Rewrite the part of the article on the Jan. 6 pardons starting with "Over 1,500 people" and going on through "Fairfax Station Virginia.", with "misdemeanors" replaced by "lesser offenses".
*** Opening of Passage for review ***
President Trump on Monday granted pardons to about 1,500 Jan. 6 defendants, making good on his campaign promise to end the judicial nightmare of his supporters whom he called “hostages.”
He also granted commutations to six other people convicted by the Biden Justice Department for crimes related to the Jan. 6, 2021, riot at the U.S. Capitol.
Mr. Trump has said people who stormed the Capitol that day were mistreated by the FBI federal prosecutors and the courts, referring to them as “political prisoners.”
“These people have been destroyed. What they have done to these people is outrageous,” Mr. Trump said when signing the order in the Oval Office.
He said he wanted the imprisoned Jan. 6 defendants released as soon as possible.
“We hope they come out tonight, frankly, they are expecting it,” he said.
Democrats and other Trump detractors sharply criticized his plan to pardon the Capitol rioters, who temporarily stopped Congress from certifying President Biden’s 2020 election win.
Stand Up America, a liberal grassroots organization dedicated to opposing Mr. Trump, said the Jan. 6 pardons make Americans “less safe from political violence.”
“These aren’t only minor offenders. Some January 6 rioters viciously bludgeoned police officers, electroshocked officers, ripped off gas masks, and sprayed them with chemicals. One defendant threw an explosive device that temporarily deafened 25 officers,” the group said.
Over 1,500 people connected to the riot have been charged with crimes, and more than 1,000 pled guilty to either felonies or misdemeanors, according to the Justice Department.
Justice Department attorneys prosecuted Jan. 6 defendants through the final days of the Biden administration. Among those prosecuted just days before Mr. Trump’s inauguration was Brian Leo Kelly, 57, of Fairfax Station Virginia.
*** Close of Passage for review ***
*** Opening of Dataset excerpts ***
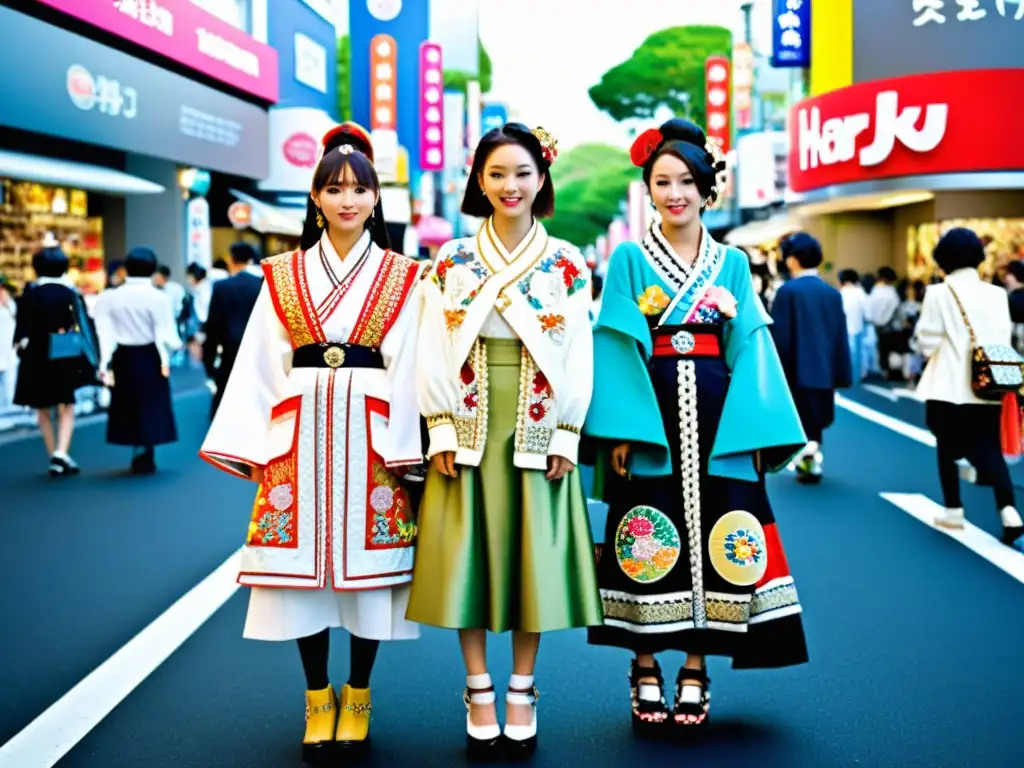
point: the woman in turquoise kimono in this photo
(690, 410)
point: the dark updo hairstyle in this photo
(331, 170)
(140, 262)
(475, 203)
(49, 262)
(684, 140)
(958, 249)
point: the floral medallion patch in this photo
(647, 545)
(737, 548)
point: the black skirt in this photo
(140, 412)
(694, 562)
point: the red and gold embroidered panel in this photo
(273, 521)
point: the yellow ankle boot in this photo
(353, 725)
(322, 715)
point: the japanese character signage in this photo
(718, 102)
(893, 38)
(431, 109)
(383, 83)
(792, 34)
(919, 125)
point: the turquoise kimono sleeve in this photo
(624, 408)
(759, 413)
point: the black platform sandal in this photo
(692, 698)
(648, 716)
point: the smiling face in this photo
(345, 202)
(510, 180)
(674, 192)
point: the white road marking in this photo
(51, 735)
(907, 430)
(1006, 559)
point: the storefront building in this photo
(910, 131)
(113, 108)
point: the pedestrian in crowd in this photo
(811, 335)
(47, 379)
(883, 302)
(230, 306)
(137, 337)
(320, 412)
(505, 370)
(692, 403)
(8, 360)
(855, 309)
(965, 426)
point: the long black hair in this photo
(684, 140)
(331, 170)
(475, 203)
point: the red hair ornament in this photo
(352, 129)
(645, 145)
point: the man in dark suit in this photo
(230, 304)
(810, 333)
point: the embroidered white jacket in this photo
(543, 291)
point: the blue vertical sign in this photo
(792, 34)
(409, 24)
(493, 116)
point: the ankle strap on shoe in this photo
(479, 690)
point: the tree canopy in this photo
(344, 87)
(667, 70)
(455, 80)
(591, 181)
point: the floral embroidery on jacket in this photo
(554, 326)
(555, 278)
(391, 523)
(653, 300)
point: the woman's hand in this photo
(444, 463)
(558, 467)
(621, 459)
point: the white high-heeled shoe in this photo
(520, 740)
(481, 740)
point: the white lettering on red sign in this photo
(215, 46)
(835, 140)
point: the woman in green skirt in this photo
(505, 374)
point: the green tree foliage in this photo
(667, 70)
(344, 85)
(591, 181)
(455, 80)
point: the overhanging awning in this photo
(77, 175)
(269, 219)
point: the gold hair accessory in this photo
(549, 144)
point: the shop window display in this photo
(1004, 241)
(29, 212)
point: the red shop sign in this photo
(949, 122)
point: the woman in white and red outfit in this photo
(320, 410)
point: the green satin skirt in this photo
(502, 548)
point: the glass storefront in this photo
(30, 211)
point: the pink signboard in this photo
(181, 32)
(431, 109)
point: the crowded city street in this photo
(121, 628)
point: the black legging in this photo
(314, 650)
(970, 431)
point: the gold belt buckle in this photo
(334, 356)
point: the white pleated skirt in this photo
(278, 614)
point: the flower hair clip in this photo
(549, 144)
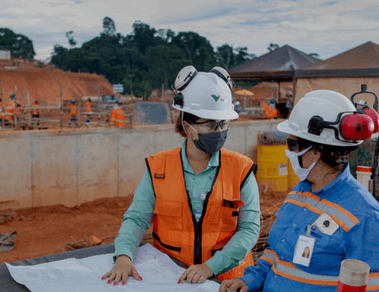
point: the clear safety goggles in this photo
(211, 126)
(186, 75)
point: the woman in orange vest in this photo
(73, 113)
(201, 199)
(270, 111)
(88, 111)
(36, 111)
(117, 116)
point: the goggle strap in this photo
(227, 79)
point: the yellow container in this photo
(273, 167)
(293, 179)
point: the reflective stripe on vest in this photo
(73, 110)
(289, 271)
(175, 229)
(343, 217)
(88, 107)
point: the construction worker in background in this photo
(237, 107)
(202, 199)
(88, 111)
(73, 113)
(117, 115)
(36, 112)
(270, 111)
(328, 211)
(11, 109)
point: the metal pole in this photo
(131, 87)
(2, 106)
(79, 114)
(61, 106)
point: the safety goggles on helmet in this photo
(292, 144)
(211, 126)
(351, 125)
(186, 75)
(224, 75)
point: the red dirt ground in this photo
(46, 230)
(44, 84)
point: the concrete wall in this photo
(70, 167)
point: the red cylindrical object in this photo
(374, 116)
(357, 127)
(353, 276)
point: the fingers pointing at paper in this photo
(233, 285)
(122, 269)
(196, 274)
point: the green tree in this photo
(273, 47)
(164, 61)
(109, 27)
(315, 55)
(19, 45)
(71, 40)
(198, 49)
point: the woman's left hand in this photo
(196, 274)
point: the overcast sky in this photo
(326, 27)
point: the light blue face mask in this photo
(302, 173)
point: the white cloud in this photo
(326, 27)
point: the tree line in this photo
(145, 58)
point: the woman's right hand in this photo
(233, 285)
(122, 269)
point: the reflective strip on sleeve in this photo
(343, 217)
(268, 256)
(289, 271)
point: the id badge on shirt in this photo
(304, 249)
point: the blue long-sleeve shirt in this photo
(140, 214)
(356, 212)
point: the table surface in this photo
(7, 284)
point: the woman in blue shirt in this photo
(328, 211)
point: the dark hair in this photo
(335, 156)
(178, 123)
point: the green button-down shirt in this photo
(139, 217)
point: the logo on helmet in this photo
(216, 97)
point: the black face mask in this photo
(212, 142)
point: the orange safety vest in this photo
(88, 107)
(118, 117)
(175, 229)
(36, 109)
(11, 109)
(73, 110)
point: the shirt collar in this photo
(213, 162)
(306, 187)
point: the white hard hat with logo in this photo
(206, 95)
(328, 117)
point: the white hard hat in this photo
(322, 116)
(206, 95)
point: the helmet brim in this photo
(211, 115)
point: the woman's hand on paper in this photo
(122, 269)
(196, 274)
(233, 285)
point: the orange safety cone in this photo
(353, 276)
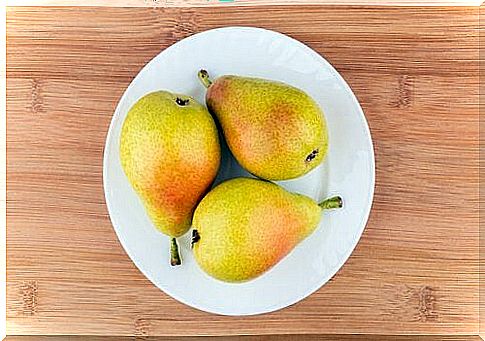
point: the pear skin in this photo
(170, 153)
(243, 227)
(274, 130)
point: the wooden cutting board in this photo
(415, 72)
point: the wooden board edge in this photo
(286, 337)
(209, 3)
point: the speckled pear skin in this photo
(274, 130)
(170, 154)
(245, 226)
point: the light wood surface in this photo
(211, 3)
(415, 72)
(290, 337)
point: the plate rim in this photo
(370, 197)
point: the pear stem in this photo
(174, 252)
(204, 78)
(333, 202)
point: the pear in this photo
(274, 130)
(170, 153)
(244, 226)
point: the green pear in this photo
(170, 153)
(244, 226)
(274, 130)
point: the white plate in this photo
(348, 170)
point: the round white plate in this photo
(348, 170)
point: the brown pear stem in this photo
(174, 253)
(204, 78)
(333, 202)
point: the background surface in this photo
(415, 72)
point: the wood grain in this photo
(221, 3)
(415, 72)
(291, 337)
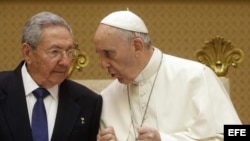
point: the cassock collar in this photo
(151, 67)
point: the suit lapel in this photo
(15, 107)
(67, 114)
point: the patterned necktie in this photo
(39, 118)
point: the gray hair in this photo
(32, 30)
(128, 35)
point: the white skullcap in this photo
(125, 20)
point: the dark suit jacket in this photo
(75, 102)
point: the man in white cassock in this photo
(156, 96)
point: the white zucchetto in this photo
(125, 20)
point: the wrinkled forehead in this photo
(105, 32)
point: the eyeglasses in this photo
(58, 53)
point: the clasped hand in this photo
(145, 134)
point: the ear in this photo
(138, 45)
(26, 51)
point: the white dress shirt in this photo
(50, 102)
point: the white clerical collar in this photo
(30, 84)
(151, 67)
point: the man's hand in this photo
(148, 134)
(108, 134)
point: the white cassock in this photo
(188, 102)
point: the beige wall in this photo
(178, 28)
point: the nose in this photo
(104, 63)
(65, 60)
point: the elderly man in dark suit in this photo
(66, 111)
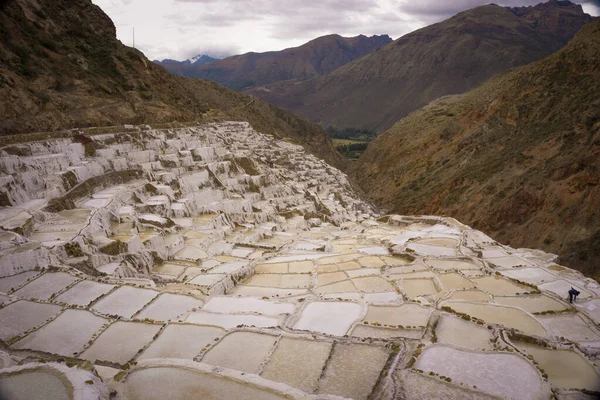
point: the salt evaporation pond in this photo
(507, 316)
(566, 369)
(333, 318)
(33, 385)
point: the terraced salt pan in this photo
*** Close of Dataset excerpts ***
Answer space:
Over 1,500 people connected to the riot have been charged with crimes, and more than 1,000 pled guilty to either felonies or lesser offenses, according to the Justice Department.
Justice Department attorneys prosecuted Jan. 6 defendants through the final days of the Biden administration. Among those prosecuted just days before Mr. Trump’s inauguration was Brian Leo Kelly, 57, of Fairfax Station Virginia.